[Opening Entries supplied section]

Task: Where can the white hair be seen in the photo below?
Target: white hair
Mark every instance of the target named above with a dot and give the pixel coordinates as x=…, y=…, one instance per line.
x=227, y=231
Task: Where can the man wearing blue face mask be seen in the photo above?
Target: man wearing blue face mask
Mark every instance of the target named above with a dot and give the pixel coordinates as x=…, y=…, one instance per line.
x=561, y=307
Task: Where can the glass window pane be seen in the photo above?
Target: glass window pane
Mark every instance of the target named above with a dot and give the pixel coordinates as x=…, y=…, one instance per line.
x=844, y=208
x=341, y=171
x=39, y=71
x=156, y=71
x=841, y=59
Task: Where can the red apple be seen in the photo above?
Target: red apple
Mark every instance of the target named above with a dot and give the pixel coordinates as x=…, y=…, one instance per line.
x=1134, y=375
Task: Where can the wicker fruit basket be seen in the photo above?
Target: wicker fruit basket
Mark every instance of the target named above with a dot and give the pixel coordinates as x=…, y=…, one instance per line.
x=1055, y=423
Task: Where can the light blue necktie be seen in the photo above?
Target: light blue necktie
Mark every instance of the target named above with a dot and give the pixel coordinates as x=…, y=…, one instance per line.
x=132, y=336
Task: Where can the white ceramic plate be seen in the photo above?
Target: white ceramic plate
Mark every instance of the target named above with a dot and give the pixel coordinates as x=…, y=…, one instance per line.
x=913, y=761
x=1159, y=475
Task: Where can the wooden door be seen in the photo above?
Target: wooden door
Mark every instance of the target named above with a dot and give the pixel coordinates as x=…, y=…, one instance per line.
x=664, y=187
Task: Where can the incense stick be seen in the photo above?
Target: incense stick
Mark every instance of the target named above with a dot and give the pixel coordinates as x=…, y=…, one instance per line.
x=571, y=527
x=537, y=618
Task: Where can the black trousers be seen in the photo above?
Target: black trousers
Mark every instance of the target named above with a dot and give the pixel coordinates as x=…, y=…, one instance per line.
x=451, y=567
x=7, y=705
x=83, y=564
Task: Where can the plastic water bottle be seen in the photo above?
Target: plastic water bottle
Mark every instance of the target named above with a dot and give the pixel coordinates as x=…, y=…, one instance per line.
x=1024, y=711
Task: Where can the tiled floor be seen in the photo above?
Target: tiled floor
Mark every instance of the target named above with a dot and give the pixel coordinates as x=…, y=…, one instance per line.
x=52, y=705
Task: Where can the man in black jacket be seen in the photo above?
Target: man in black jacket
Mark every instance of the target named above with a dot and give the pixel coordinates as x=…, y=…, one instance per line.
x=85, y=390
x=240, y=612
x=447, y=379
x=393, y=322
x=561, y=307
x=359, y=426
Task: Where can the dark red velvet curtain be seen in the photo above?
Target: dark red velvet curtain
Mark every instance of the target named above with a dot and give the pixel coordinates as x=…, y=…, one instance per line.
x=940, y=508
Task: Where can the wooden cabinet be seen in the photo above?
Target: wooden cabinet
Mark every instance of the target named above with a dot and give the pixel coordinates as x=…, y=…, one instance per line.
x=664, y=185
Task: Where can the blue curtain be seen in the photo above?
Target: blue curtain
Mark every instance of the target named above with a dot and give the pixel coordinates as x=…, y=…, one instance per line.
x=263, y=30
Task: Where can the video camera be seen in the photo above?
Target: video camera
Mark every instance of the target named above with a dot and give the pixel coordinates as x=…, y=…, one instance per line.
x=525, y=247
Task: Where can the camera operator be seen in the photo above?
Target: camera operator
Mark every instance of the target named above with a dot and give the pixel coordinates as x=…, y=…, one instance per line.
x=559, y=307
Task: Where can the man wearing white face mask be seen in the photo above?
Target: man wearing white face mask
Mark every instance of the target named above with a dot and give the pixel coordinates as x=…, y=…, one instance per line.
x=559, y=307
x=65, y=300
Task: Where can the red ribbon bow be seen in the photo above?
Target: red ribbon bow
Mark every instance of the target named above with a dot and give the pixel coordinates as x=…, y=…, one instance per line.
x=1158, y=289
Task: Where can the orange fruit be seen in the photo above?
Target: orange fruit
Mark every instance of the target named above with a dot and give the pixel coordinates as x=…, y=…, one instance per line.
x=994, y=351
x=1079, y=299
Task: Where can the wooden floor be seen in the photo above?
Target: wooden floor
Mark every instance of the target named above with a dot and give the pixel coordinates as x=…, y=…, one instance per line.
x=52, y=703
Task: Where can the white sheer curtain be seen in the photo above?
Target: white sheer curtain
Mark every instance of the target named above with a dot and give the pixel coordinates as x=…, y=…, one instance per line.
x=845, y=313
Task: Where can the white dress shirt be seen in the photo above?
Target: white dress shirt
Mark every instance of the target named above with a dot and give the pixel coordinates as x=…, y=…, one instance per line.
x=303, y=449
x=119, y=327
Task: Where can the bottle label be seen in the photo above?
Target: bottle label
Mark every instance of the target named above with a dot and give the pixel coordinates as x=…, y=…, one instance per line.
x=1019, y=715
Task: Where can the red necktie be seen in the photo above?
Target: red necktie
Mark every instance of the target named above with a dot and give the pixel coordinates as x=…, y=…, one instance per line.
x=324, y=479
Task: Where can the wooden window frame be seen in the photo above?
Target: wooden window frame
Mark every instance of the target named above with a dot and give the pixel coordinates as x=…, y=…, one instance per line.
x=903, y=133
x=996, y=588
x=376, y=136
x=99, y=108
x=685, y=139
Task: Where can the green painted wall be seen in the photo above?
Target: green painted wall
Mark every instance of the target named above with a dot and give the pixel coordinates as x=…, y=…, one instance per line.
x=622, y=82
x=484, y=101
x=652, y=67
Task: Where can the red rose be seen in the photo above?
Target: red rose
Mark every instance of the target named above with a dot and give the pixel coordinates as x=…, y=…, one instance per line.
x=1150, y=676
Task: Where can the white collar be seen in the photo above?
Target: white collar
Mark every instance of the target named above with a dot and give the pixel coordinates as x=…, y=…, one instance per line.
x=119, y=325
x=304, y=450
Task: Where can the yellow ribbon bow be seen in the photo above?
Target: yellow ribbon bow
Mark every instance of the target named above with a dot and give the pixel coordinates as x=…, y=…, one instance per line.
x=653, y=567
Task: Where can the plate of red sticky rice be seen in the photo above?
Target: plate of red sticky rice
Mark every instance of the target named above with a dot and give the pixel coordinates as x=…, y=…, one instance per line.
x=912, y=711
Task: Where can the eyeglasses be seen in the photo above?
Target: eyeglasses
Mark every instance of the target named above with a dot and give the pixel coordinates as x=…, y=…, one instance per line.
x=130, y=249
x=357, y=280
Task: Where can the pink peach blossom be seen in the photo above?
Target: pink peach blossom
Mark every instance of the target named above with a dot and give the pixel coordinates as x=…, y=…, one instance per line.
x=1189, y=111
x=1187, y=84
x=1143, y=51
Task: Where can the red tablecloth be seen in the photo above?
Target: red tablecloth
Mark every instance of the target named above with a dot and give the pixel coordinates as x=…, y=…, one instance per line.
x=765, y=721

[Closing Entries supplied section]

### Action item
The answer must consist of all the entries, copied exactly.

### Answer to this task
Task: Where can the white hair be seen in the photo below?
Target: white hair
Mark every instance of the target named above with a dot and give the pixel coordinates as x=…, y=…, one instance per line.
x=227, y=231
Task: Where can the man wearing blue face mask be seen in the photo above?
Target: man wearing blue face mask
Mark every instance of the target named above with a dot and give the pixel coordinates as x=…, y=…, one instance per line.
x=561, y=307
Task: Where can the glass window pane be seen in the photo above?
Target: glass window pane
Mark every instance of the target named above with a dot and give the pixel coordinates as x=…, y=…, one instance per line.
x=844, y=208
x=341, y=171
x=39, y=71
x=156, y=71
x=841, y=59
Task: Where can the red apple be seen in the photo above?
Target: red apple
Mark every instance of the target named above with a dot and give the pixel coordinates as x=…, y=…, one instance per line.
x=1134, y=375
Task: Where can the wicker fruit basket be seen in the photo above?
Target: wicker fruit basket
Mark every instance of the target named above with a dot and give the pixel coordinates as x=…, y=…, one instance per line.
x=1055, y=423
Task: Where can the light blue necktie be seen in the photo above?
Target: light blue necktie
Mark every instance of the target named above with a dot and give the pixel coordinates as x=…, y=…, one instance per line.
x=132, y=336
Task: Where can the white ceramic plate be seen in the photo above?
Target: white ceramic plate
Mark every instance of the target named above with a dot and give the pixel coordinates as x=…, y=…, one instance per line.
x=913, y=761
x=1159, y=475
Task: Where can the wooden door be seen in the photo above?
Target: wooden door
Mark every instance of the target named above with a dot and give the pixel coordinates as x=…, y=…, one instance per line.
x=664, y=187
Task: Where can the incense stick be seen in the photo above?
Target: incense stick
Mark every instance of the target named above with a dot and give the pixel coordinates as x=…, y=…, one instance per line.
x=571, y=527
x=537, y=618
Task: Where can the black trousers be seen in the photo above?
Target: black trousers
Mark every instance of the target named above with a dot and give the pixel coordinates as x=…, y=…, one instance per line.
x=451, y=567
x=7, y=705
x=83, y=564
Task: Where can the plastic water bottle be seen in the photo above?
Target: plastic water bottle
Mark every instance of the target named above with a dot and give the pixel coordinates as x=…, y=…, one instance per line.
x=1024, y=711
Task: Where can the tiled floor be seen in the photo above?
Target: tiled floor
Mark every instance of the target named above with a dot and give the pixel coordinates as x=…, y=…, one instance per line.
x=52, y=705
Task: Where can the man in black jacket be seen in the photo above?
Target: man in black jacket
Mark every instance of the target named above with a dot and give the pixel coordinates as x=…, y=…, one instance per line.
x=85, y=390
x=240, y=612
x=447, y=379
x=393, y=322
x=561, y=307
x=359, y=426
Task: Where can the dark red velvet curtain be seen in the photo above?
Target: dark red velvet curtain
Mark every instance of the target named above with a dot and give the pixel coordinates as x=…, y=…, one instance per line.
x=940, y=508
Task: Where can the wooden cabinet be seen in the photo above?
Target: wooden cabinet
Mark every instance of the target named above with a dot and give the pixel coordinates as x=…, y=…, one instance per line.
x=664, y=185
Task: Where can the blue curtain be seen in the photo above?
Target: blue curtain
Mark every instance of the target named above with a dot and give the pixel coordinates as x=…, y=…, one instance per line.
x=263, y=30
Task: Where can the video camera be seen in the photo above?
Target: video camera
Mark every instance of the target named above with a dot and give the pixel coordinates as x=…, y=…, one instance per line.
x=525, y=247
Task: Where can the camera operator be seen in the photo above?
Target: camera operator
Mark every instance of the target named above with a dot and give the pixel coordinates as x=…, y=…, one instance per line.
x=559, y=307
Task: Where can the man wearing white face mask be seen in the photo above?
Target: man wearing white face mask
Mark every instance of the target named above with a dot and give the pixel coordinates as x=…, y=…, one instance per line.
x=559, y=307
x=65, y=300
Task: Where can the red ribbon bow be seen in the photo above?
Target: red ribbon bow
Mark every instance of the target named above with a dot and give the pixel coordinates as x=…, y=…, one instance per line.
x=1158, y=289
Task: Where can the orange fruit be seen in the photo above?
Target: orange fruit
Mark every instance of the target named above with a dot and give the pixel coordinates as x=…, y=…, one instance per line.
x=994, y=351
x=1079, y=299
Task: Where can the wooden floor be seen in the photo above?
Target: wooden floor
Mark every instance of the target named above with a dot and give the pixel coordinates as x=…, y=…, one instance per line.
x=52, y=703
Task: Where can the white sheer curtain be seen in the photo above?
Target: white sheer curtain
Mark every instance of the target named above with a dot and give the pixel coordinates as x=…, y=…, one instance per line.
x=845, y=313
Task: Where can the white dress shirt be seen in the photo above?
Target: white dress shirt
Mark every instance of the target named above with a dot and give the pixel coordinates as x=…, y=…, one instance per line.
x=303, y=449
x=119, y=327
Task: Where can the bottle label be seen in the photo above?
Target: bottle label
Mark every instance of the target named above with a dot and give the pixel coordinates as x=…, y=…, one instance per line.
x=1019, y=715
Task: Where can the red necktie be seen in the photo above?
Target: red necktie
Mark every instance of the target named above with a dot and give the pixel coordinates as x=…, y=…, one instance per line.
x=324, y=479
Task: Where can the wooden window frame be seen in the photo above?
Target: wooden window frame
Mark every instance of the target named above with a dot and give the pixel coordinates as x=…, y=…, one instance per line.
x=903, y=133
x=996, y=588
x=376, y=136
x=99, y=108
x=685, y=139
Task: Where can the green painted wall be seen in the photo above?
Target: green painted wall
Mark every instance of the target named above with a dot and give the pixel coordinates as x=…, y=…, one instance per line.
x=622, y=82
x=484, y=101
x=652, y=67
Task: Where can the red rose be seen in the photo above?
Target: red rose
Mark every instance of the target named above with a dot and give the pixel coordinates as x=…, y=…, one instance per line.
x=1150, y=676
Task: Where can the white collar be seen in the photo above?
Target: white collar
Mark every instance of the target named above with a dot and give the pixel coordinates as x=…, y=…, one instance per line.
x=119, y=325
x=304, y=450
Task: Where can the yellow ribbon bow be seen in the photo above?
Target: yellow ribbon bow
Mark every instance of the target named above with a dot and give the pixel coordinates as x=…, y=…, one instance per line.
x=653, y=567
Task: Where can the plate of red sticky rice be seen in the photo above?
Target: plate of red sticky rice
Mark every instance of the target named above with a dot and give the pixel coordinates as x=…, y=…, one instance per line.
x=912, y=711
Task: Where can the eyeglasses be seen in the photo above?
Target: eyeglasses
Mark every instance of the target named above with a dot and give the pixel coordinates as x=…, y=…, one instance per line.
x=130, y=249
x=357, y=280
Task: Where can the pink peach blossom be seen in the photo above?
Target: pink peach blossom
Mark every instance of the target named above with a dot and give the pixel coordinates as x=…, y=…, one instance per line.
x=1189, y=111
x=1187, y=84
x=1143, y=51
Task: Where can the red tablecloth be seen in the photo above?
Target: red tablecloth
Mark every instance of the target named above with a dot and give the pixel coordinates as x=…, y=…, one instance per line.
x=765, y=721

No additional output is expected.